### The request
Swap "column capital" for "pillar capital" in the rows starting at the line that contains "Where can the lamp" and ending at the line that contains "point(260, 167)", and reproduce only those lines with everything else unchanged.

### Available records
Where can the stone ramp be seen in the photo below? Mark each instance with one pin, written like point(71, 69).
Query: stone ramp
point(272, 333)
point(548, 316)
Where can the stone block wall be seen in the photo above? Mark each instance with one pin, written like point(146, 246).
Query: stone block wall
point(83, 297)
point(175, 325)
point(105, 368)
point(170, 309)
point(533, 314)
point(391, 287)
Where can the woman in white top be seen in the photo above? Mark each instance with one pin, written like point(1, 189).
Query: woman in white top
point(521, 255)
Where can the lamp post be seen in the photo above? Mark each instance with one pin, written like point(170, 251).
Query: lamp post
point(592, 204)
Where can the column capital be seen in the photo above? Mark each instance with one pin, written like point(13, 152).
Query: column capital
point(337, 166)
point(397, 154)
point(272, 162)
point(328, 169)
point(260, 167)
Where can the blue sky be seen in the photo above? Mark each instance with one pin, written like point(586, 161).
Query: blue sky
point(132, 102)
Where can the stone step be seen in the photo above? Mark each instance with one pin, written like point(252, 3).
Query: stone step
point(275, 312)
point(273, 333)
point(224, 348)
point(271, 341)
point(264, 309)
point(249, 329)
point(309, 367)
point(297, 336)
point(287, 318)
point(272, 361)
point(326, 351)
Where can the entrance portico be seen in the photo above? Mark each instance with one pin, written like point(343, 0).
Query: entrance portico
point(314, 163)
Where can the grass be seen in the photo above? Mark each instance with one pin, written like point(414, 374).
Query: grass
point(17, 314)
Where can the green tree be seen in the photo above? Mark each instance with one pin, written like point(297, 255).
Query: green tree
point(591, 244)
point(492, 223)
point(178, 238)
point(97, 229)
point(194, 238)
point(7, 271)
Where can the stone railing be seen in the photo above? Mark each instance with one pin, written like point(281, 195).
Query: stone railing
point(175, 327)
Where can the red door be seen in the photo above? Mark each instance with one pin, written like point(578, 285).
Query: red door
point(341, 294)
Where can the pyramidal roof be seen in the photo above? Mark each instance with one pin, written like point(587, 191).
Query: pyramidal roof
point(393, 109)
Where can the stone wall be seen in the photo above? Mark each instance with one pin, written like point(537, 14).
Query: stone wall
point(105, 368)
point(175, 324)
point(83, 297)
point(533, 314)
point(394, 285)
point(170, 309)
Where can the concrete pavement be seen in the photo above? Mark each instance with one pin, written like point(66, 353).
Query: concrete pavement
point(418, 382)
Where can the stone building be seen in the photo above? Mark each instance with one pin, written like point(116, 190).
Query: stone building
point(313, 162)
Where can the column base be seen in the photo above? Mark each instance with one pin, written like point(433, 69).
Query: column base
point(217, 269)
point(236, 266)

### Task response
Where can the lamp post be seen in the photo above? Mark each instance with one pin, written like point(170, 251).
Query: lamp post
point(592, 204)
Where can the pillar capital be seen in the photo above? Mark each instance with one pin, written like point(13, 152).
Query: pillar capital
point(337, 166)
point(397, 154)
point(272, 162)
point(328, 169)
point(260, 167)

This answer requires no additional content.